## Exercise objective
Extract the full listing verbatim and drop any pictures from your copy.

## Provided records
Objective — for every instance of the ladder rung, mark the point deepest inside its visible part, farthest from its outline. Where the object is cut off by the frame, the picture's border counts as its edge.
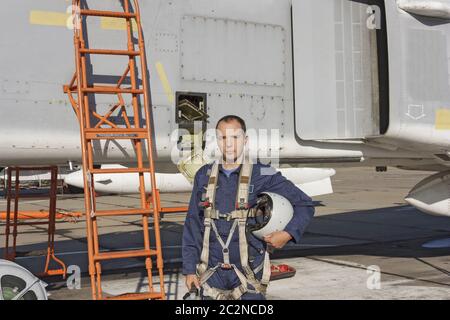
(128, 212)
(107, 134)
(110, 52)
(108, 90)
(124, 254)
(137, 296)
(120, 170)
(112, 14)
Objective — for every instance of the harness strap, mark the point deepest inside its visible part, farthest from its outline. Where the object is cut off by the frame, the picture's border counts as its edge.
(225, 251)
(236, 214)
(240, 217)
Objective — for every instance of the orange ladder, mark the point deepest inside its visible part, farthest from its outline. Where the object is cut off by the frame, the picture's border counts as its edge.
(106, 129)
(10, 251)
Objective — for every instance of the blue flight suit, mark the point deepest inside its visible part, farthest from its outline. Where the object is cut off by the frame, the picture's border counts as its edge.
(264, 178)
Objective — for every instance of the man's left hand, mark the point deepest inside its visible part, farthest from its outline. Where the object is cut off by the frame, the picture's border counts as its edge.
(278, 239)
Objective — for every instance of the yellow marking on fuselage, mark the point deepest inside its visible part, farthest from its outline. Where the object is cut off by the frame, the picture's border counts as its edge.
(165, 82)
(442, 121)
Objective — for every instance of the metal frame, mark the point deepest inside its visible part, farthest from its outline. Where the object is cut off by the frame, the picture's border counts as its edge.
(17, 215)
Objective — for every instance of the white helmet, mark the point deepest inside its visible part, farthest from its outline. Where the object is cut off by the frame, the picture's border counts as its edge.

## Finished task
Objective — for every instance of the ladder rung, mark the point deepest inside its visible part, farthest from its outline. Where the object is cut off by the frame, the picture's border counts as its edge.
(128, 212)
(107, 134)
(110, 52)
(108, 90)
(124, 254)
(137, 296)
(120, 170)
(112, 14)
Objective — for every instance of the harness strap, mark the point deepest inside its visible part, farthest from its outline. Where the object is cut off by the frame, the picture's border counts as its edge.
(225, 251)
(236, 214)
(240, 217)
Objective — for every instance of the orange ladder, mark the point deepest inside its visible part, farthest from its outline. Where the object is cut off by the frame, the picture's border counts as its edge.
(106, 129)
(10, 251)
Objective — for every instance of the blue flight suit, mark the point deepest inside its visible part, farthest from its outline. Where the object is cut off by the frame, the picture's border counts as its edge.
(264, 178)
Objective — for every instance of the man's left hand, mark the point deepest inside its visible part, farthest from its outline. Where the object is cut off by the frame, the picture's border counts as its edge.
(278, 239)
Objective — for every instance of the yellow marking on fuselage, mark the point deepest inside its visible part, farthest from its outline. Where the object is cut off by the frame, the picture's border counts as its edge.
(165, 82)
(442, 121)
Objective — for every instance of the metal frame, mark the point deepest inside its visible part, farthest from its outline. Where the object is cut off by the frame, the picture's border counts as its edge.
(17, 215)
Objective — for every instance of the white helmet, mark the point deepest inside its visible part, farthest from its outline. Where the object is cut off by the frame, the picture's border counts as its edge.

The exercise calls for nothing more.